AIM OF THE TASK
Drop the images; return everything else in the listing below exactly.

===== ROWS

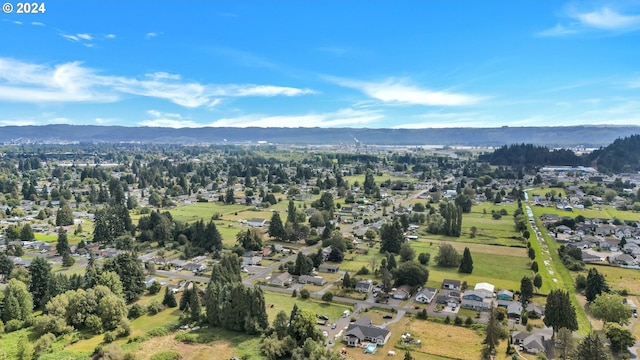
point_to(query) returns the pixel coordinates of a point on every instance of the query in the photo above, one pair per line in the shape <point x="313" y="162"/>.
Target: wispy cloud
<point x="18" y="122"/>
<point x="340" y="118"/>
<point x="72" y="82"/>
<point x="395" y="91"/>
<point x="601" y="19"/>
<point x="162" y="119"/>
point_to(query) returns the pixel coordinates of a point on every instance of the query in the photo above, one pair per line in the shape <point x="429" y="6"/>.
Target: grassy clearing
<point x="563" y="276"/>
<point x="619" y="278"/>
<point x="222" y="345"/>
<point x="284" y="302"/>
<point x="197" y="211"/>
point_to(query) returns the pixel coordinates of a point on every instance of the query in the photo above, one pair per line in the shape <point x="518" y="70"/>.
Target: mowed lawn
<point x="284" y="302"/>
<point x="619" y="278"/>
<point x="501" y="266"/>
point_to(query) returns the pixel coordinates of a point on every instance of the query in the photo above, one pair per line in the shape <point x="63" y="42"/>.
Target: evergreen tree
<point x="276" y="229"/>
<point x="466" y="264"/>
<point x="591" y="348"/>
<point x="64" y="216"/>
<point x="346" y="281"/>
<point x="559" y="312"/>
<point x="169" y="299"/>
<point x="63" y="243"/>
<point x="596" y="285"/>
<point x="26" y="233"/>
<point x="492" y="337"/>
<point x="194" y="305"/>
<point x="40" y="271"/>
<point x="537" y="281"/>
<point x="131" y="273"/>
<point x="392" y="237"/>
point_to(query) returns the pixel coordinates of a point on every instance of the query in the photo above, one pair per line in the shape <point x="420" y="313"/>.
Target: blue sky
<point x="375" y="64"/>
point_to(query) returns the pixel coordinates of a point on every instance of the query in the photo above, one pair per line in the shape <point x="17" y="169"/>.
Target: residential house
<point x="280" y="279"/>
<point x="448" y="297"/>
<point x="363" y="331"/>
<point x="364" y="286"/>
<point x="530" y="343"/>
<point x="535" y="309"/>
<point x="623" y="259"/>
<point x="485" y="288"/>
<point x="195" y="268"/>
<point x="514" y="310"/>
<point x="256" y="222"/>
<point x="402" y="292"/>
<point x="250" y="259"/>
<point x="313" y="280"/>
<point x="476" y="300"/>
<point x="328" y="268"/>
<point x="451" y="284"/>
<point x="426" y="295"/>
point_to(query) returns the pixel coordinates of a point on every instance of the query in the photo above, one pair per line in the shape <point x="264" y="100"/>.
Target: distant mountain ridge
<point x="559" y="136"/>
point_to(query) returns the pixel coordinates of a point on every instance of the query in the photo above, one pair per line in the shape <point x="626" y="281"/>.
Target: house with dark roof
<point x="364" y="286"/>
<point x="328" y="268"/>
<point x="426" y="295"/>
<point x="362" y="331"/>
<point x="313" y="280"/>
<point x="448" y="297"/>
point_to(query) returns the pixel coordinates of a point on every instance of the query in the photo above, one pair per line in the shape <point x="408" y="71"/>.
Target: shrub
<point x="94" y="324"/>
<point x="166" y="355"/>
<point x="305" y="294"/>
<point x="328" y="296"/>
<point x="109" y="337"/>
<point x="135" y="311"/>
<point x="13" y="325"/>
<point x="154" y="308"/>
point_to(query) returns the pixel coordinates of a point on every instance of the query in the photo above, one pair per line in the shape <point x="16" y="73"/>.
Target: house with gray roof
<point x="363" y="331"/>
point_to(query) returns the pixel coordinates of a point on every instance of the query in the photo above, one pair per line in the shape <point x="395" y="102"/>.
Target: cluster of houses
<point x="621" y="241"/>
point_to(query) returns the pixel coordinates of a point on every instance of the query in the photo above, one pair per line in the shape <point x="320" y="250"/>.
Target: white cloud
<point x="70" y="37"/>
<point x="17" y="122"/>
<point x="341" y="118"/>
<point x="601" y="19"/>
<point x="399" y="92"/>
<point x="608" y="19"/>
<point x="72" y="82"/>
<point x="162" y="119"/>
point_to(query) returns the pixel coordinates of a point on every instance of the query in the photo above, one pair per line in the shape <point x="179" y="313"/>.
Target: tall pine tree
<point x="466" y="264"/>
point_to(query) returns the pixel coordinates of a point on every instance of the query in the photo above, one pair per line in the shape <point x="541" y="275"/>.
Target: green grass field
<point x="284" y="302"/>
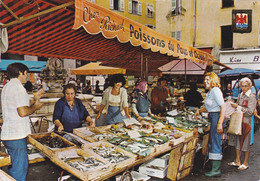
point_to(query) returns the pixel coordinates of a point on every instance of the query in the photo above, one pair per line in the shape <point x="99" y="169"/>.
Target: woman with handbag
<point x="115" y="99"/>
<point x="214" y="104"/>
<point x="246" y="103"/>
<point x="140" y="101"/>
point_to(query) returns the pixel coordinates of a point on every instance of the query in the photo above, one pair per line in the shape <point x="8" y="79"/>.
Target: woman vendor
<point x="246" y="102"/>
<point x="140" y="101"/>
<point x="115" y="99"/>
<point x="69" y="112"/>
<point x="214" y="104"/>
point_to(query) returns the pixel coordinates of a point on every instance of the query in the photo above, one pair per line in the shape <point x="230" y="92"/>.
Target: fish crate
<point x="49" y="151"/>
<point x="87" y="133"/>
<point x="92" y="134"/>
<point x="131" y="157"/>
<point x="181" y="159"/>
<point x="75" y="161"/>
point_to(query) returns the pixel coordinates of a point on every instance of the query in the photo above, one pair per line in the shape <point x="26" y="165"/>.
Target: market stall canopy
<point x="34" y="66"/>
<point x="238" y="72"/>
<point x="44" y="28"/>
<point x="183" y="67"/>
<point x="97" y="69"/>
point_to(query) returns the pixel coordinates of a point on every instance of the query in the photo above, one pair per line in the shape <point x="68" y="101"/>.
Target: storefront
<point x="247" y="58"/>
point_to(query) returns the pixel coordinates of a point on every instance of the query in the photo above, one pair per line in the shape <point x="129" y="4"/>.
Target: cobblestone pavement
<point x="48" y="171"/>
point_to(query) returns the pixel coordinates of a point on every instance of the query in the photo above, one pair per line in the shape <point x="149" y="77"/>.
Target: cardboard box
<point x="151" y="170"/>
<point x="160" y="162"/>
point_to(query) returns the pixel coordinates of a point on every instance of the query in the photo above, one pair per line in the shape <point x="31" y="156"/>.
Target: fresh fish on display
<point x="103" y="136"/>
<point x="110" y="154"/>
<point x="87" y="164"/>
<point x="52" y="142"/>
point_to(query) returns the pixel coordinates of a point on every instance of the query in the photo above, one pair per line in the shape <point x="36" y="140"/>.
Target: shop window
<point x="135" y="7"/>
<point x="227" y="3"/>
<point x="150" y="10"/>
<point x="150" y="26"/>
<point x="176" y="35"/>
<point x="176" y="7"/>
<point x="226" y="37"/>
<point x="118" y="5"/>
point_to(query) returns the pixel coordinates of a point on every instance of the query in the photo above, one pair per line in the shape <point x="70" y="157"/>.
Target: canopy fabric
<point x="44" y="28"/>
<point x="97" y="69"/>
<point x="183" y="67"/>
<point x="237" y="72"/>
<point x="34" y="66"/>
<point x="96" y="19"/>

==========

REPLY TO THE EXERCISE
point_to(query) returns the pixel coordinates of a point on every instance of the query in the photo above, one pair per line in the shape <point x="313" y="162"/>.
Target: wispy cloud
<point x="18" y="122"/>
<point x="340" y="118"/>
<point x="72" y="82"/>
<point x="395" y="91"/>
<point x="601" y="19"/>
<point x="162" y="119"/>
point_to(query) returns the pixel coordinates of a point on every instance of the query in the photo above, one pair per line in the shape <point x="429" y="6"/>.
Target: grassy clearing
<point x="563" y="276"/>
<point x="619" y="278"/>
<point x="222" y="345"/>
<point x="284" y="302"/>
<point x="197" y="211"/>
point_to(query) returns the pixel coordinates of a point on every instance of the query in the photo above, one pair per line in the shape <point x="518" y="70"/>.
Target: mowed lawn
<point x="284" y="302"/>
<point x="619" y="278"/>
<point x="501" y="266"/>
point_to(query) returns the pixel coordinates of a point on every instance of the query in the photo above, one pair per line in the shape <point x="63" y="42"/>.
Target: evergreen tree
<point x="276" y="229"/>
<point x="466" y="264"/>
<point x="591" y="348"/>
<point x="64" y="216"/>
<point x="346" y="281"/>
<point x="559" y="312"/>
<point x="169" y="299"/>
<point x="63" y="243"/>
<point x="596" y="285"/>
<point x="26" y="233"/>
<point x="492" y="337"/>
<point x="194" y="305"/>
<point x="40" y="271"/>
<point x="537" y="281"/>
<point x="131" y="273"/>
<point x="392" y="237"/>
point_to(query) returns the pixel coordinates of a point on every instance of the query in the photo above, one pair per line in the shape <point x="420" y="313"/>.
Target: blue sky
<point x="375" y="64"/>
point_to(query) returns the pixel coordinates of a point on every instance of the query in the photo above, one pair per line in the shape <point x="17" y="169"/>.
Target: residential house
<point x="280" y="279"/>
<point x="448" y="297"/>
<point x="363" y="331"/>
<point x="364" y="286"/>
<point x="530" y="343"/>
<point x="535" y="309"/>
<point x="623" y="259"/>
<point x="485" y="288"/>
<point x="195" y="268"/>
<point x="514" y="310"/>
<point x="256" y="222"/>
<point x="402" y="292"/>
<point x="250" y="259"/>
<point x="313" y="280"/>
<point x="476" y="300"/>
<point x="328" y="268"/>
<point x="451" y="284"/>
<point x="426" y="295"/>
point_to(query) returns the pixel coordinates of a point on every instance of the query in the photo above, one pair per line in the shape <point x="264" y="100"/>.
Target: distant mountain ridge
<point x="559" y="136"/>
point_to(query) returns the pixel coordinates of a point on every instance of the query in the photo above, one pair per line in the shape <point x="626" y="281"/>.
Target: house with dark roof
<point x="364" y="286"/>
<point x="328" y="268"/>
<point x="426" y="295"/>
<point x="362" y="331"/>
<point x="313" y="280"/>
<point x="448" y="297"/>
point_to(query) returns the pixel coordinates of a point on every instance of the query in the photo above, one pair per line in the shape <point x="408" y="71"/>.
Target: shrub
<point x="94" y="324"/>
<point x="166" y="355"/>
<point x="305" y="294"/>
<point x="328" y="296"/>
<point x="109" y="337"/>
<point x="135" y="311"/>
<point x="13" y="325"/>
<point x="154" y="308"/>
point_to(query) returns the pixel coordinates of a point on every instance of the query in the photo above, one pair per line in the shape <point x="16" y="73"/>.
Target: house with gray roof
<point x="363" y="331"/>
point_to(query) returns the pixel coordinates of a point on every instance of the query in the photo above, one pair per line in the shape <point x="395" y="102"/>.
Target: cluster of houses
<point x="621" y="241"/>
point_to(query) returns the pixel coordinates of a point on every instance of the query in the photo above, one pair per line in the shape <point x="320" y="250"/>.
Target: white cloud
<point x="70" y="37"/>
<point x="17" y="122"/>
<point x="341" y="118"/>
<point x="601" y="19"/>
<point x="399" y="92"/>
<point x="608" y="19"/>
<point x="72" y="82"/>
<point x="162" y="119"/>
point_to(query) returns the pixel coordinates of a point on every instance of the query in the photo above, one pair per line in the shape <point x="179" y="313"/>.
Target: tall pine tree
<point x="466" y="264"/>
point_to(query) returns the pixel coordinates of a point on every instance of the query in the photo above, one pair per line in the shape <point x="541" y="275"/>.
Target: green grass field
<point x="284" y="302"/>
point_to(query) returns the pixel coordinates of a point on every instance of the query in the photo above, one pair per line in the shape <point x="99" y="169"/>.
Target: woman with handbag
<point x="115" y="99"/>
<point x="214" y="104"/>
<point x="246" y="103"/>
<point x="140" y="101"/>
point_to(query) returns the pixel coordinates of a point on every instance of the query in the photo above, one pair per line in the shape <point x="8" y="79"/>.
Target: woman vendor
<point x="246" y="102"/>
<point x="140" y="101"/>
<point x="115" y="99"/>
<point x="69" y="112"/>
<point x="214" y="104"/>
point_to(query) returns the pixel coordinates of a point on every instance of the query in the photo above, one pair per line in the shape <point x="230" y="92"/>.
Target: fish crate
<point x="49" y="151"/>
<point x="87" y="133"/>
<point x="92" y="134"/>
<point x="131" y="157"/>
<point x="181" y="159"/>
<point x="75" y="161"/>
point_to(query) returns the pixel coordinates of a point on every instance of the query in the photo above, one pair per line in the shape <point x="26" y="165"/>.
Target: market stall canopy
<point x="34" y="66"/>
<point x="238" y="72"/>
<point x="44" y="28"/>
<point x="183" y="67"/>
<point x="97" y="69"/>
point_to(query) returns the pixel coordinates of a point on every instance of the query in the photo above, one pair per line in the shape <point x="68" y="101"/>.
Target: storefront
<point x="247" y="58"/>
point_to(query) returns the pixel coordinates of a point on every instance of the query in the photo above, one pair per line in the shape <point x="129" y="4"/>.
Target: cobblestone pavement
<point x="48" y="171"/>
point_to(query) returns the pixel coordinates of a point on every instance of the query in the photo above, one pair per line in the shape <point x="149" y="77"/>.
Target: cardboard box
<point x="151" y="170"/>
<point x="160" y="162"/>
point_to(query) returns the pixel coordinates of a point on every instance of the query in the photo above, one pair per line in the shape <point x="31" y="156"/>.
Target: fresh fish on display
<point x="103" y="136"/>
<point x="110" y="154"/>
<point x="87" y="164"/>
<point x="52" y="142"/>
point_to(query) returns the pixel coordinates of a point on every instance of the query in the photo above, one pair per line in the shape <point x="36" y="140"/>.
Target: shop window
<point x="135" y="7"/>
<point x="227" y="3"/>
<point x="150" y="10"/>
<point x="150" y="26"/>
<point x="176" y="35"/>
<point x="176" y="7"/>
<point x="226" y="37"/>
<point x="118" y="5"/>
point_to(query) returns the pixel coordinates of a point on every instance of the query in the photo above, one pair per line in the shape <point x="70" y="157"/>.
Target: canopy fabric
<point x="44" y="28"/>
<point x="97" y="69"/>
<point x="183" y="67"/>
<point x="237" y="72"/>
<point x="34" y="66"/>
<point x="96" y="19"/>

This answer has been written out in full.